[Items from a data source]
──────

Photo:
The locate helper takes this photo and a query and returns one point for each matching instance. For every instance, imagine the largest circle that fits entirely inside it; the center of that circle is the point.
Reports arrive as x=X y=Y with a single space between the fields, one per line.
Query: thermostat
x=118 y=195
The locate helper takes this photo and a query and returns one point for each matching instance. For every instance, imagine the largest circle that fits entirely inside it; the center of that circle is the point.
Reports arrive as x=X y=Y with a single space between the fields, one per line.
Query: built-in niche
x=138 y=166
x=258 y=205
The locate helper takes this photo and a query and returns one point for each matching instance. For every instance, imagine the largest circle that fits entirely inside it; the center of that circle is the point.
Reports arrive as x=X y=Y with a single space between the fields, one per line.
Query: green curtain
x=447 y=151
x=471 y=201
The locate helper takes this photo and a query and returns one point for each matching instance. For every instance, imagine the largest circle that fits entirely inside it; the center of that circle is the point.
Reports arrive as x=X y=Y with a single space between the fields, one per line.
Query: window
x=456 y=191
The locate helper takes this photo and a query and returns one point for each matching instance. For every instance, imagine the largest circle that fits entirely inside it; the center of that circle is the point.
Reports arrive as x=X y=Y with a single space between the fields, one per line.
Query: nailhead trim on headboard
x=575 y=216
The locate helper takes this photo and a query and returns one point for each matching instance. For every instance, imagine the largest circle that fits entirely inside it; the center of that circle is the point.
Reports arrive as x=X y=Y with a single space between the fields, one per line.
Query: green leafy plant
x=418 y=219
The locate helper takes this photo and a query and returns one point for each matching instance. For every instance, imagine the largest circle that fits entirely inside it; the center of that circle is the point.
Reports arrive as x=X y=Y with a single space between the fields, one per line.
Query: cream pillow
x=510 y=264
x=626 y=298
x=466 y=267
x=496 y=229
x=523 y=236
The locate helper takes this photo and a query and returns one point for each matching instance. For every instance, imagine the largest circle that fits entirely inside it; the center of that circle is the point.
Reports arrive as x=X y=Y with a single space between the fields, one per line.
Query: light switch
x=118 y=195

──────

WHAT IS BEING ASKED. A verbatim copy of the records above should be returned.

SOLUTION TO THIS PROBLEM.
Photo:
The locate helper takes this photo and a query and returns one point for each matching instance. For every instance, imagine the largest circle that fits entirely inside it; the center of that circle is the point.
Reports arrive as x=X y=Y with a single space between the fields, one per line.
Query: thermostat
x=118 y=195
The locate helper takes this photo and a query and returns one point for each matching instance. For every instance, imagine the largest circle that fits entirely inside it; the center of that circle is the point.
Reports arrive as x=X y=Y with a single space between the fields, one per line.
Query: built-in niche
x=138 y=166
x=258 y=205
The locate helper takes this photo and a query and returns one point for each matching instance. For every instance, imagine the largest circle that fits entirely inside it; the center of that circle is the point.
Reports arrive as x=X y=Y with a single space between the fields, one per line.
Query: green curtain
x=447 y=151
x=471 y=201
The locate helper takes this photo and a query and returns one point for each matching instance. For every instance, imagine the largest circle that fits entirely inside it; the center of that circle is the point.
Reports arrive as x=X y=Y with a single space between the fields, one per line.
Query: window
x=456 y=191
The locate helper takes this photo and a query and returns one point for each matching instance. For every instance, imagine the largest circle that fits entirely inside it; the center of that circle is the point.
Reports arrive as x=X y=Y with a single space between the fields, one per line.
Query: nailhead trim on headboard
x=575 y=216
The locate helper takes this photo and a query and returns one point for each matching instance. For every instance, imagine the largest circle that fits entirely inside it; the center of that circle is the point.
Reports arrive as x=X y=Y with a single space between the fields, one per line.
Query: green leafy plant
x=418 y=219
The locate helper takes this photo and a query and returns one point for each matching instance. For every instance, imagine the largest circle that fits entirely inside it; the center of that circle is the point.
Reports arrive as x=X y=Y with a single space between the fields, one per line.
Query: cream pillow
x=510 y=264
x=626 y=298
x=466 y=267
x=496 y=229
x=523 y=236
The locate helper takes this photo and a query and returns one point for each matching instance. For every instance, imagine the largest circle that fits entirely inside it; the center of that circle is the point.
Reports arrive as x=X y=Y with a single space between the fields, one per line.
Query: light switch
x=118 y=195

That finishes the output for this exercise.